*Records drawn from a dataset*:
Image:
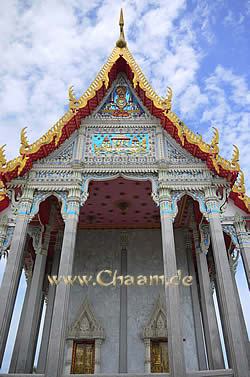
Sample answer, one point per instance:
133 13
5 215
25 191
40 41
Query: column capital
166 203
239 223
73 202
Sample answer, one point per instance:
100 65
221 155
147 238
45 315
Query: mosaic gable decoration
121 102
120 143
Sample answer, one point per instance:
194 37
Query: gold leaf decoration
3 160
167 102
235 157
215 141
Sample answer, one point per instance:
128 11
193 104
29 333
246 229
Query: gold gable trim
164 104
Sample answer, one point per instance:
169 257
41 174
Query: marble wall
98 250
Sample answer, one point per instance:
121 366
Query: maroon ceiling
119 203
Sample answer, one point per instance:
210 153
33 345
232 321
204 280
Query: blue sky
200 48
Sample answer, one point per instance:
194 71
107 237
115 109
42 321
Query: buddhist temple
128 227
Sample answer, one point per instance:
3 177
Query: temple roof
121 60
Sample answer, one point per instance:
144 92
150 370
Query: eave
121 60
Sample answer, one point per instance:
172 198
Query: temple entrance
83 360
159 356
119 230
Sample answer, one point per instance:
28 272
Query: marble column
147 361
49 310
18 340
33 312
13 268
234 339
98 343
56 345
200 344
244 243
233 267
123 342
211 330
175 340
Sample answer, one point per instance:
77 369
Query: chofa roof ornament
121 43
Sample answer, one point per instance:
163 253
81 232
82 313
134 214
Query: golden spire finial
121 43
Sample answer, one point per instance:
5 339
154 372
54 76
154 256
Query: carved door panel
159 356
83 360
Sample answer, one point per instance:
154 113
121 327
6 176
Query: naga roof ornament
122 59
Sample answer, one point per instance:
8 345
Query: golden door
159 356
83 358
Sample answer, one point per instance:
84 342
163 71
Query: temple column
244 243
18 340
233 267
33 312
98 343
231 323
200 345
13 268
56 346
49 310
175 340
211 330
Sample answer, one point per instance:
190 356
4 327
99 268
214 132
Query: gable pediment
157 325
86 325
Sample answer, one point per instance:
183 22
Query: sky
199 48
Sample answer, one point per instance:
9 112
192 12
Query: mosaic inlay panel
119 143
121 102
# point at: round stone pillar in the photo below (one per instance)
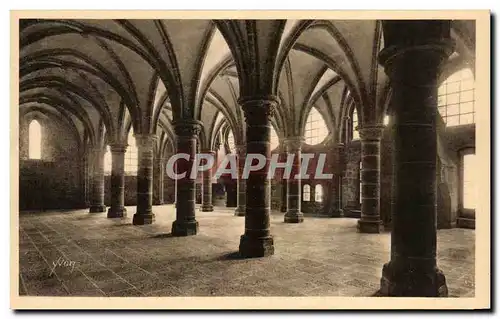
(257, 240)
(206, 199)
(336, 210)
(284, 191)
(412, 58)
(97, 198)
(293, 212)
(144, 213)
(158, 178)
(117, 209)
(185, 223)
(242, 192)
(370, 221)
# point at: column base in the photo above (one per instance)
(143, 219)
(97, 209)
(240, 211)
(370, 226)
(184, 228)
(251, 247)
(294, 217)
(207, 208)
(466, 223)
(408, 281)
(119, 212)
(335, 213)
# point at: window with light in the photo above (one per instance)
(131, 155)
(306, 193)
(316, 130)
(318, 193)
(230, 142)
(35, 140)
(274, 138)
(107, 161)
(355, 123)
(456, 98)
(469, 181)
(360, 183)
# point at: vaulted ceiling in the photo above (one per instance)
(106, 76)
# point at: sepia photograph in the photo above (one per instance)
(310, 156)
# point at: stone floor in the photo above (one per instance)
(80, 254)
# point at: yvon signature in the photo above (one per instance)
(62, 262)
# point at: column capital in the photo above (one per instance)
(371, 133)
(187, 128)
(339, 146)
(240, 149)
(293, 143)
(257, 107)
(207, 151)
(95, 149)
(414, 49)
(146, 141)
(118, 147)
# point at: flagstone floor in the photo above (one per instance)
(80, 254)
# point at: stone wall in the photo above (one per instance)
(57, 179)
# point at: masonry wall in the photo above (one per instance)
(57, 180)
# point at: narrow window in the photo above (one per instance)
(318, 193)
(316, 130)
(306, 193)
(131, 155)
(469, 181)
(35, 140)
(355, 123)
(456, 98)
(360, 183)
(107, 161)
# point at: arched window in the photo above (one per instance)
(469, 175)
(456, 98)
(274, 139)
(230, 141)
(316, 130)
(306, 193)
(355, 123)
(386, 120)
(107, 161)
(131, 155)
(35, 140)
(360, 183)
(318, 193)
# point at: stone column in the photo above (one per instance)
(242, 189)
(257, 240)
(97, 199)
(206, 200)
(347, 134)
(158, 177)
(413, 54)
(370, 221)
(144, 213)
(336, 210)
(185, 223)
(294, 200)
(117, 208)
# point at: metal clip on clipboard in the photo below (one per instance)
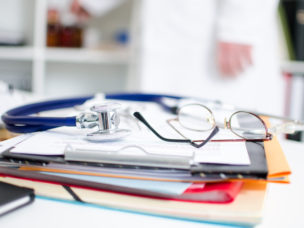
(122, 157)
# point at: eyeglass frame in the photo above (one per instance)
(214, 128)
(227, 125)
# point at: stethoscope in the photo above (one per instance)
(105, 116)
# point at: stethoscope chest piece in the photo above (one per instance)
(107, 119)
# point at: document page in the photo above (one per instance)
(141, 140)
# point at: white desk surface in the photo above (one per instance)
(284, 207)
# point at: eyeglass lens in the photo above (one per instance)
(247, 125)
(196, 117)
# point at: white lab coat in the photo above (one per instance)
(174, 50)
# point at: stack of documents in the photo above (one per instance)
(220, 182)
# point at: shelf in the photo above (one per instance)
(17, 53)
(78, 55)
(293, 67)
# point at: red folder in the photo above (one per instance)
(218, 192)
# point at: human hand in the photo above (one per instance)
(233, 58)
(79, 11)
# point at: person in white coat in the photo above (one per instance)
(216, 49)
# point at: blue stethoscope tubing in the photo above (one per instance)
(20, 119)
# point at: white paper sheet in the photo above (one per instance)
(54, 142)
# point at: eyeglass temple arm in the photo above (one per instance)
(287, 128)
(143, 120)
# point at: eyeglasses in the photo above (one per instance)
(197, 117)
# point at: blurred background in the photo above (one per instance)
(49, 49)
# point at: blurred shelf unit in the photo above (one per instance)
(47, 62)
(293, 67)
(76, 55)
(17, 53)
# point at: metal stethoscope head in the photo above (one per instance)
(105, 116)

*Requirement*: Word for word, repeat the lines from the one holding "# point at: white paper" through the last line of the entries, both included.

*Result of the exercise*:
# point at: white paper sheet in the photo above (one per instance)
(54, 142)
# point at: eyeglass temple arm in the photo above (one per instance)
(287, 128)
(143, 120)
# point at: eyeglasses in the photo above (one per instance)
(197, 117)
# point at: blurred background in the photo above (one per instance)
(49, 49)
# point at: blurred shelf unit in the photo above (one per instance)
(47, 62)
(293, 67)
(76, 55)
(17, 53)
# point at: metal stethoscope head in the photo above (one per instance)
(105, 116)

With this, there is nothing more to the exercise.